*LISTED ENTRIES:*
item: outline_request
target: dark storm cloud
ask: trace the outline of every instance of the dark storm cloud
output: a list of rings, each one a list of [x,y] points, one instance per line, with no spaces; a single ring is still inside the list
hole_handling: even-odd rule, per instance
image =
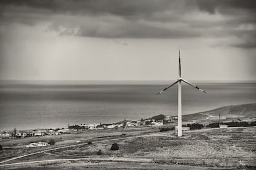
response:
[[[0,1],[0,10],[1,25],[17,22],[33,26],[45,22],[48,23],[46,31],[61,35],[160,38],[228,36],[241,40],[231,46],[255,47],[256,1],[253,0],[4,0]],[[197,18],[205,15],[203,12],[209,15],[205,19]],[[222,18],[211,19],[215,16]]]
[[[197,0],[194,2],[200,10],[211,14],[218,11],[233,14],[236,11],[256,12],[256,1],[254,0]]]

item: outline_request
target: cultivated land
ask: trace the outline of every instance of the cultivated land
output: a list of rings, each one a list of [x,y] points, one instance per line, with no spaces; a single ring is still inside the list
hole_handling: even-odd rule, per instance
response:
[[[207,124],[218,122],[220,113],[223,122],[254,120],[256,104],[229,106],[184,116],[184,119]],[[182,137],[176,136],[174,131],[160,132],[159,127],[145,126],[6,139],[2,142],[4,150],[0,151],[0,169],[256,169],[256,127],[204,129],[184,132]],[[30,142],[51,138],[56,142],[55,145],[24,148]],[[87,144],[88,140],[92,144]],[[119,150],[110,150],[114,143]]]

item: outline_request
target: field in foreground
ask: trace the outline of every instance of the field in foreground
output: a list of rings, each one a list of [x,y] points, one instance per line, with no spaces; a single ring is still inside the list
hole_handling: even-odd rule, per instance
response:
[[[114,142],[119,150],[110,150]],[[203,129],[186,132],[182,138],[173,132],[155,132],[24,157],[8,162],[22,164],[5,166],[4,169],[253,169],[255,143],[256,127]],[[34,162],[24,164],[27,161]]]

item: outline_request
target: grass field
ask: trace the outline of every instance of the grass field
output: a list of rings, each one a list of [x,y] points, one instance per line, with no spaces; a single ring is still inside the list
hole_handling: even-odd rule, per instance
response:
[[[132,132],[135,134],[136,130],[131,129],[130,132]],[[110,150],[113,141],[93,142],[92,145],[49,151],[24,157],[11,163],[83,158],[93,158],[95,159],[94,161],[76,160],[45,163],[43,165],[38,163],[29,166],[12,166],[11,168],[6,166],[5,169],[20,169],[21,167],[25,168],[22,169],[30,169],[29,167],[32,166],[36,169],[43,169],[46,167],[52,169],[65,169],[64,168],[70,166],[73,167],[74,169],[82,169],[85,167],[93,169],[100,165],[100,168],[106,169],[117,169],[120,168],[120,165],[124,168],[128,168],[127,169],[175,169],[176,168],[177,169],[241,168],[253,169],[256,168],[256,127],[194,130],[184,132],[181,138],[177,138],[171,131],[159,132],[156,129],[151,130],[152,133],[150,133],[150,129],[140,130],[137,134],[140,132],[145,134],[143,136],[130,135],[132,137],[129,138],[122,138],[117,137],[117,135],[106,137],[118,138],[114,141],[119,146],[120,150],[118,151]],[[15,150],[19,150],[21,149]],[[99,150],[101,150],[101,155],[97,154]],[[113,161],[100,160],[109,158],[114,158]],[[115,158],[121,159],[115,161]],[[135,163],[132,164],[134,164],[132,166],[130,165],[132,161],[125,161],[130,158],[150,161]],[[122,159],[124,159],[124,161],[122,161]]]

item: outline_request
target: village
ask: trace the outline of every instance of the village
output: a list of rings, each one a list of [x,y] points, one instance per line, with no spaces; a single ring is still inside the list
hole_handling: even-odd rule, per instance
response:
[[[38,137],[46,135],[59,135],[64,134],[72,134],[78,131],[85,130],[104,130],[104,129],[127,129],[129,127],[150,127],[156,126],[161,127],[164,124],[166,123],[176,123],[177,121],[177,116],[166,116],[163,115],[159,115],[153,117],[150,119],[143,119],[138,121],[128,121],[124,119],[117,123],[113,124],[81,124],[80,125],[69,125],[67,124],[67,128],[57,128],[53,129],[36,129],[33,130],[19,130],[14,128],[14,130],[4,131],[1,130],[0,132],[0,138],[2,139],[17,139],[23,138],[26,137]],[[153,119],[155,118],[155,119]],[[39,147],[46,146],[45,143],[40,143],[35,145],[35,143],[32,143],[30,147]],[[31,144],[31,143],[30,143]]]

*WRITTEN PROBLEM:* Report every line of the data above that contains the word "village", copying each such line in full.

*FULL ANSWER:*
target: village
ask: trace the outline of every instance of the village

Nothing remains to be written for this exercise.